[Image box annotation records]
* BEGIN *

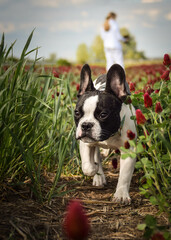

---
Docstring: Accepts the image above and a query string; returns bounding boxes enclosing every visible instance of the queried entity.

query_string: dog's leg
[93,147,106,186]
[114,151,136,204]
[80,141,99,176]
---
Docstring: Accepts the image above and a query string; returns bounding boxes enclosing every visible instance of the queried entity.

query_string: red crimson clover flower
[124,141,130,149]
[155,102,163,113]
[136,109,147,125]
[127,130,135,140]
[163,53,171,66]
[144,92,153,108]
[161,70,170,81]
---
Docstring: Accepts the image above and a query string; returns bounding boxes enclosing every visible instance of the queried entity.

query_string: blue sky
[0,0,171,60]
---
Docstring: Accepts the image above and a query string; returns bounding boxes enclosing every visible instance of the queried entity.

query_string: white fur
[76,95,101,142]
[78,103,136,203]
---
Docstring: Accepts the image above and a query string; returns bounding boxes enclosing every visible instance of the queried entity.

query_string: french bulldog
[75,64,136,204]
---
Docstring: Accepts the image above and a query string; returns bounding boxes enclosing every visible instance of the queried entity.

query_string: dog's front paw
[82,163,99,177]
[113,189,131,205]
[93,173,106,187]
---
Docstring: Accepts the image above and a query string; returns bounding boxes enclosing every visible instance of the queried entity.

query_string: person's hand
[124,35,130,43]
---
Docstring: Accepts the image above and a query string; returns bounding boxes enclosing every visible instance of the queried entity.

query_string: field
[0,33,171,240]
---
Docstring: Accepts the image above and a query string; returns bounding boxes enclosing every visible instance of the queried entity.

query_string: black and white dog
[75,64,136,203]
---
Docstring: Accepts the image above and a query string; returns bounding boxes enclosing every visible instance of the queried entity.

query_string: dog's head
[75,64,130,143]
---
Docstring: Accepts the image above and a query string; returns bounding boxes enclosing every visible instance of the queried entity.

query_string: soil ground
[0,163,168,240]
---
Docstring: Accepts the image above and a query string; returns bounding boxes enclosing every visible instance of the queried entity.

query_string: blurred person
[101,12,129,71]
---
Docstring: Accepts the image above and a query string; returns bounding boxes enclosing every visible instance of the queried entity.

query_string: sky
[0,0,171,61]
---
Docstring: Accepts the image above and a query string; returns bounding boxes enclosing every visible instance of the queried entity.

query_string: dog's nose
[81,122,94,131]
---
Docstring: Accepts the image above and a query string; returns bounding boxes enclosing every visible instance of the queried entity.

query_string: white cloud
[31,0,60,8]
[71,0,90,5]
[165,12,171,21]
[0,22,16,33]
[132,9,160,20]
[142,22,154,28]
[49,20,99,32]
[141,0,163,3]
[81,11,88,17]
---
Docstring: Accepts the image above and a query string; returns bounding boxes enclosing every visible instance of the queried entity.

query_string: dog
[74,64,137,204]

* END *

_DESCRIPTION OF THE TASK_: Return the lines of the records from the start through the line containing "[78,103,136,203]", inclusive, reproduced word for word. Leave the pictures out of the answer.

_IN RESPONSE_:
---
Docstring: Accepts the image above and a query string; returns bounding boxes enclosing every visible instance of the queried entity.

query_string: dog's leg
[93,147,106,186]
[114,151,136,204]
[80,141,99,176]
---
Docstring: Accepts the image above and a query string; returns bounding boxes enclosing every visible instance of the queried entity.

query_string: red crimson clover flower
[124,141,130,149]
[155,102,163,113]
[136,109,147,125]
[127,130,135,140]
[163,53,171,66]
[144,92,153,108]
[161,70,170,81]
---
Docstring: Accepts the image above and a query string; returns bounding boxes enclosing every visible instance of the queried entity.

query_string: blue sky
[0,0,171,60]
---
Docstring: Accepts the image above and a query string; returns bounding boxes enclosing every visible instance of the queried entity.

query_string: white fur
[76,95,101,142]
[78,103,136,203]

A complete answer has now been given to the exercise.